Re: Unicode filenames with Apple File System and UIManagedDocument
Re: Unicode filenames with Apple File System and UIManagedDocument
- Subject: Re: Unicode filenames with Apple File System and UIManagedDocument
- From: David Duncan <email@hidden>
- Date: Wed, 22 Mar 2017 15:55:39 -0700
> On Mar 22, 2017, at 2:25 PM, email@hidden wrote:
>
>>
>> On Mar 22, 2017, at 2:00 PM, David Duncan <email@hidden> wrote:
>>
>>>
>>> On Mar 22, 2017, at 4:15 AM, email@hidden wrote:
>>>
>>>>
>>>> On Mar 22, 2017, at 5:05 AM, Alastair Houghton <email@hidden> wrote:
>>>>
>>>> On 21 Mar 2017, at 20:49, Quincey Morris <email@hidden> wrote:
>>>>>
>>>>> On Mar 20, 2017, at 14:23 , email@hidden wrote:
>>>>>>
>>>>>> "iOS HFS Normalized UNICODE names , APFS now treats all file[ name]s as a bag of bytes on iOS . We are requesting that Applications developers call the correct Normalization routines to make sure the file name contains the correct representation."
>>>>>
>>>>> I’ve been letting this simmer for a couple of days now, and I’ve come to the conclusion that it’s — sincere apologies to the unnamed Apple engineer who wrote it — as dumb as dirt.
>>>>>
>>>>> — It’s not a "bag of bytes”, because bags of stuff are generally understood as unordered sets, and I doubt that’s what’s intended. It has to be a sequence of bytes.

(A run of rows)
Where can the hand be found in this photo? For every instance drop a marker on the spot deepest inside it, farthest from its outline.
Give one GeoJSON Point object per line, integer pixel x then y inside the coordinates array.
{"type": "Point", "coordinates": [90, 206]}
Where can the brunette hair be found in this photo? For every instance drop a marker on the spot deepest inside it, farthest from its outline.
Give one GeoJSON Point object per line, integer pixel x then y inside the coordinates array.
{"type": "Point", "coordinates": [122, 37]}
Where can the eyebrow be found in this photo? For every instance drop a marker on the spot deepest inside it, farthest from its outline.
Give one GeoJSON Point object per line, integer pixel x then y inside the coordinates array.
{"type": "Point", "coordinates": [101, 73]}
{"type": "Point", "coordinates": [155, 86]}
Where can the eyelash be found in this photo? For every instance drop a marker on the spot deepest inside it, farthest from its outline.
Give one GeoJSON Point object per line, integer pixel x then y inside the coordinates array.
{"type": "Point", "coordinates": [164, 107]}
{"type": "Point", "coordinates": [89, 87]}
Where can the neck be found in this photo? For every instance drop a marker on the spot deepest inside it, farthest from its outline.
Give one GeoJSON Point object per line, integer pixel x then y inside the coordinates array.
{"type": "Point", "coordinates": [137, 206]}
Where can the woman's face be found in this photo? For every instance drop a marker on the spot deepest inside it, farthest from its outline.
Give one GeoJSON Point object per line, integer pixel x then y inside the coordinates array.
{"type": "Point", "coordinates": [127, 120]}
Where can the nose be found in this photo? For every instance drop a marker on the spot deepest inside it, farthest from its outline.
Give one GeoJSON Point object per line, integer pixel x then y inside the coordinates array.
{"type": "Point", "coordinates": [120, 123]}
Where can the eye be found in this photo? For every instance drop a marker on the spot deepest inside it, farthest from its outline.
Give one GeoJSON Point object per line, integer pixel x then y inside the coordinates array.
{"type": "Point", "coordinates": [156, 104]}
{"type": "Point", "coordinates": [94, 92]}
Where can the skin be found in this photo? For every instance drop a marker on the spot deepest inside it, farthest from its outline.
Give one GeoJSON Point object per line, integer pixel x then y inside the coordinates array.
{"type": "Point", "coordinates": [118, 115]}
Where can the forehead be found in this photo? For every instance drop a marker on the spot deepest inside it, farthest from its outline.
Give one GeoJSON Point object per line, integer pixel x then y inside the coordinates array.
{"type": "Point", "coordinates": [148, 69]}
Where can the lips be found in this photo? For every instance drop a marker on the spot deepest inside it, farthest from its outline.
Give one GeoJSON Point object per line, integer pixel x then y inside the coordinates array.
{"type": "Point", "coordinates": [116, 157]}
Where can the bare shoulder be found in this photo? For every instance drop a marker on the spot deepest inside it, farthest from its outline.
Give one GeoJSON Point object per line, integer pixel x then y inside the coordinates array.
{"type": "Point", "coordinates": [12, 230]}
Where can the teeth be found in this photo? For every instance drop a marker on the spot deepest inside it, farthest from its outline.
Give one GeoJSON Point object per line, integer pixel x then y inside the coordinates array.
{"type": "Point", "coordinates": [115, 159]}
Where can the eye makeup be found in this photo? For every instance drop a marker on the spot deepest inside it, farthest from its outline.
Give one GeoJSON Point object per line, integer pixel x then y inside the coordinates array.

The tasks:
1. Count how many lines in the rows above contain "eyelash", treating case as significant, and give only that number.
2. Pick up the email thread about Unicode filenames on the Apple File System right after its last sentence and keep writing it.

Solved tasks:
1. 1

2.
>>>>
>>>> In the context of filesystems (and specifically filenames), the phrases “bag of bytes” and “bunch of bytes” have a fairly specific meaning. The point is that the filesystem doesn’t inspect the bytes it’s given, and doesn’t care what they represent (about the only exception is that it probably doesn’t support embedded NULs). It isn’t suggesting that the names are treated as an unordered set of bytes (that’d just be silly). It’s just expressing the fact that the filesystem doesn’t care what they are - it may compare them, and if it does so, it will use binary ordering (not some other collation sequence) and won’t worry about things like case or encoding at all.
>>>>
>>>>> — It’s not just a string, it has to be a string in a known encoding. Otherwise, how could you ever mount an external drive on a different computer? The encoding has to be pre-specified for APFS, or it has to be stored in metadata on each volume.
>>>>
>>>> Agreed, that’s where the “bunch of bytes” approach falls down.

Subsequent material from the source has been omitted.